> Tarefa a realizar:
Transcreva do texto sobre as ações contra Bolsonaro o trecho que vai de "Justiça eleitoral e" até "Bolsonaro no TSE.".

> Bloco de texto:
● ● ●
Já o professor de Direito Constitucional Lenio Luiz Streck não acredita em pedido de prisão do ex-presidente. “Enquanto não houver uma resposta efetiva da Justiça em relação aos atos do Bolsonaro e tudo o que ele fez, ele está livre. Ele sequer é processado, é só um investigado”, diz. “Só se tivesse um fato novo. Se não pediram prisão até agora e nem sequer tem ação penal, por que mandariam prender agora? Chance nenhuma”, acrescenta. Em sua opinião, ante o fato da volta de Bolsonaro ao país trazendo ameaças na bagagem, o sistema de Justiça falhou.

Justiça eleitoral e episódio dos embaixadores

Fora as ações passíveis de punições na área penal, a disseminação de mentiras para tirar a credibilidade do processo eleitoral ensejam ações no Tribunal Superior Eleitoral (TSE). São nada menos do que 16 Ações de Investigação Judicial Eleitoral (Aijes) contra Bolsonaro no TSE.

Nessa esfera, a Aije mais adiantada e mais próxima de transformar Bolsonaro em inelegível é o episódio dos embaixadores. Em 18 de julho do ano passado, o então presidente reuniu dezenas de embaixadores de vários países no Palácio da Alvorada para falar de “transparência das eleições”.

Ameaçou a democracia, atacou as urnas eletrônicas, tribunais e ministros das cortes e literalmente desenhou o roteiro de um golpe. Ele declarou que falhas no sistema eleitoral podiam ser “corrigidas” antes do pleito e, se não fossem, era porque as autoridades não queriam, a começar do então presidente do TSE, Edson Fachin, e do vice naquele momento, Alexandre de Moraes, que hoje preside o tribunal.

Bolsonaro definiu Fachin como “o homem que tornou Lula elegível”. Sobre Moraes, declarou que era “quem define o que é fake news”.

Imitador de Trump

À época, a pesquisadora em relações internacionais Miriam Gomes Saraiva, do Departamento de Relações Internacionais da Universidade do Estado do Rio de Janeiro (Uerj), afirmou que os atores internacionais acreditavam que Bolsonaro tentava repetir Donald Trump e poderia tentar um golpe.

No evento no Alvorada, o ex-presidente teria praticado abuso de poder político. Além de usar indevidamente os meios de comunicação estatais, pois a “recepção” aos embaixadores teve divulgação pela TV Brasil.

A minuta golpista

Posteriormente, o corregedor-geral eleitoral no TSE, ministro Benedito Gonçalves, incluiu a chamada minuta golpista na ação referente aos embaixadores. Tratava-se de um decreto, encontrado na casa de Anderson Torres – ex-ministro da Justiça, hoje preso – que permitiria instaurar estado de defesa na sede do TSE. Na prática, uma intervenção militar para anular a eleição.

A “revelação” do senador Marcos do Val (Podemos-ES), que afirmou ter participado de uma reunião com Bolsonaro para discutir a anulação dos resultados da eleição de outubro, se inseriu nesse contexto.
● ● ●
> Dados de indicação baseados em imagens:
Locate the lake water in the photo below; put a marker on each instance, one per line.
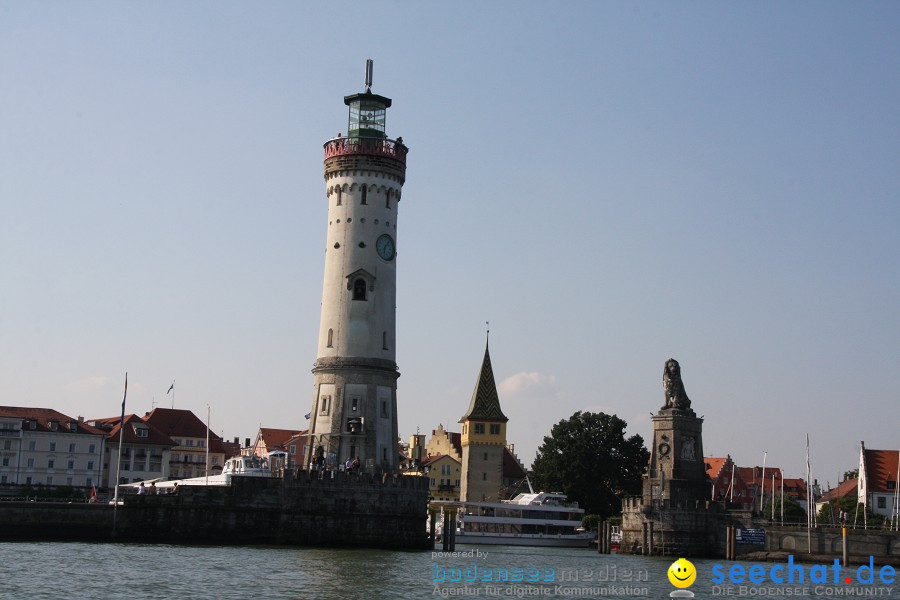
(137, 572)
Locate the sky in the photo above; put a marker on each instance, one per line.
(609, 184)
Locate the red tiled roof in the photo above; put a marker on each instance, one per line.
(154, 436)
(435, 457)
(753, 475)
(276, 438)
(43, 416)
(176, 422)
(231, 449)
(714, 466)
(846, 489)
(881, 467)
(456, 441)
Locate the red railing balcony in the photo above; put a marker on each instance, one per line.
(368, 146)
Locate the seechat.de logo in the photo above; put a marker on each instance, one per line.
(682, 574)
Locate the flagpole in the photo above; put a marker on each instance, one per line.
● ● ●
> Solução comentada:
Justiça eleitoral e episódio dos embaixadores

Fora as ações passíveis de punições na área penal, a disseminação de mentiras para tirar a credibilidade do processo eleitoral ensejam ações no Tribunal Superior Eleitoral (TSE). São nada menos do que 16 Ações de Investigação Judicial Eleitoral (Aijes) contra Bolsonaro no TSE.